EXERCISE GOAL
Retype all of the entries word for word.

SUPPLIED INFORMATION

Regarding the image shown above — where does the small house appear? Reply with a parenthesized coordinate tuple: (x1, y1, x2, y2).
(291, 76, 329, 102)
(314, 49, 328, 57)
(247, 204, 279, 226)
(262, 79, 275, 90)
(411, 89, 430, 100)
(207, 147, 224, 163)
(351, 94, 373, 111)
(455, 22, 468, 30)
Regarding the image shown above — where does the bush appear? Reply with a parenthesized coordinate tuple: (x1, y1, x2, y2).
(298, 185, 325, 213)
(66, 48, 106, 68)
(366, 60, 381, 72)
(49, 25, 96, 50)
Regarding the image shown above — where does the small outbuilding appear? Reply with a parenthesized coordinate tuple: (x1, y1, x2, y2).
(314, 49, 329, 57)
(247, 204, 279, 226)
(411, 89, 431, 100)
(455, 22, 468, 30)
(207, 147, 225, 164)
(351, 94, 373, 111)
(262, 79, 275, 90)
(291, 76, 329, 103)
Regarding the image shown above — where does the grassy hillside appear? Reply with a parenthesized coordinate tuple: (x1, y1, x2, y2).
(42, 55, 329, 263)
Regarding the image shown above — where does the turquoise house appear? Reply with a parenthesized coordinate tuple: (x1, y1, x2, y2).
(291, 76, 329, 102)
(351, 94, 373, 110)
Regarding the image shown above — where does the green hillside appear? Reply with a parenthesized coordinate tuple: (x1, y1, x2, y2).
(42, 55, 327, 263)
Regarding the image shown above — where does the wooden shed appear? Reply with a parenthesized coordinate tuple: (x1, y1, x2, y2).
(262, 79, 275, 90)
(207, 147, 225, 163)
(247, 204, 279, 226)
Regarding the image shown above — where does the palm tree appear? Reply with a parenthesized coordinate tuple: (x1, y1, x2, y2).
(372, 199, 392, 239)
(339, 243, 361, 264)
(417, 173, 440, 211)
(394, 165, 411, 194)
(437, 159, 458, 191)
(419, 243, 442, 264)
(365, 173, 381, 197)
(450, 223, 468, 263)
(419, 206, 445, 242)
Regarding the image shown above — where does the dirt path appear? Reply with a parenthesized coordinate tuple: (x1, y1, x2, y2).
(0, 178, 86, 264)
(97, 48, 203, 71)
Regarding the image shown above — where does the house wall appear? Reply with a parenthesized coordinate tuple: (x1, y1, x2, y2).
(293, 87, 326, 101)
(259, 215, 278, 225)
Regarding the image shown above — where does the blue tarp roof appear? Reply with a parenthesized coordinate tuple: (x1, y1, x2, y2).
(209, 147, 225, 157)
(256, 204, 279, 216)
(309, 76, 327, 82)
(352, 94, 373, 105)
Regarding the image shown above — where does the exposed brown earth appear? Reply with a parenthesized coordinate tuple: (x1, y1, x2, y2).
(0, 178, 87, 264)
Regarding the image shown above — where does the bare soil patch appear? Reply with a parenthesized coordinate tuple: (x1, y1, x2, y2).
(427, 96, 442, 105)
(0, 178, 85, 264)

SOLUTION BELOW
Regarding the image shown above — where does the small house appear? Reply with a parenthesized coordinate tuple: (x1, y1, x2, y2).
(291, 76, 329, 102)
(314, 49, 328, 57)
(247, 204, 279, 226)
(262, 79, 275, 90)
(411, 89, 430, 100)
(207, 147, 224, 163)
(351, 94, 373, 111)
(455, 22, 468, 30)
Regarding the image shown above — where does the bush appear? Reply with a parenthesized coordinate tuple: (x1, y1, x2, y2).
(298, 185, 325, 213)
(66, 48, 106, 68)
(366, 60, 381, 72)
(49, 25, 96, 50)
Regarding the image shown above — where does the small outbuilding appear? Reply with a parenthesized coordinate tuple: (x1, y1, x2, y2).
(314, 49, 329, 57)
(247, 204, 279, 226)
(411, 89, 431, 100)
(455, 22, 468, 30)
(207, 147, 225, 164)
(351, 94, 373, 111)
(262, 79, 275, 90)
(291, 76, 329, 103)
Regarding the image shown above — where does the grassy hillside appear? Reply with a parenthesized coordinate tuple: (x1, y1, x2, y2).
(42, 55, 329, 263)
Regarding the image shown above — where does the turquoise house appear? Reply with a parenthesized coordinate tuple: (x1, y1, x2, y2).
(291, 76, 329, 102)
(351, 94, 373, 110)
Regarding the image shown above — where does the green hillside appear? Reply with a parenthesized coordinate tuple: (x1, y1, x2, y2).
(42, 55, 327, 263)
Regarding the image shown above — where does the wooden shed appear? Reply with a parenthesized coordinate tuple: (x1, y1, x2, y2).
(262, 79, 275, 90)
(207, 147, 225, 163)
(247, 204, 279, 226)
Regarding the image shown above — where does the palm tree appear? Reply with a parenthesized coordinate tuple: (x1, y1, x2, y2).
(372, 199, 392, 239)
(339, 243, 361, 264)
(417, 173, 440, 211)
(394, 165, 411, 194)
(437, 159, 458, 191)
(419, 243, 442, 264)
(365, 173, 381, 197)
(450, 223, 468, 263)
(419, 206, 445, 242)
Regarding the image shown above — where does the dirt path appear? Reply with a parenthesized coordinate tuple: (x1, y1, x2, y2).
(0, 178, 86, 264)
(97, 48, 203, 71)
Regarding the image shown above — where does the house wall appear? Reply with a parenthesized coordinate tuple: (x1, y1, x2, y2).
(293, 87, 326, 101)
(259, 215, 278, 225)
Regarding the image shown above — where does the blue tarp roof appear? Reply with a parenthesized coordinate tuple: (x1, y1, x2, y2).
(209, 147, 225, 157)
(256, 204, 279, 216)
(309, 76, 327, 82)
(352, 94, 373, 105)
Regarding the image shown above — where does the exposed brown earth appear? Reply with a parenthesized coordinate tuple: (x1, y1, x2, y2).
(0, 178, 87, 264)
Regarding the image shown above — where does the bare soil patch appear? Reply with a parenthesized coordinate tuple: (x1, y1, x2, y2).
(427, 96, 442, 105)
(0, 178, 85, 264)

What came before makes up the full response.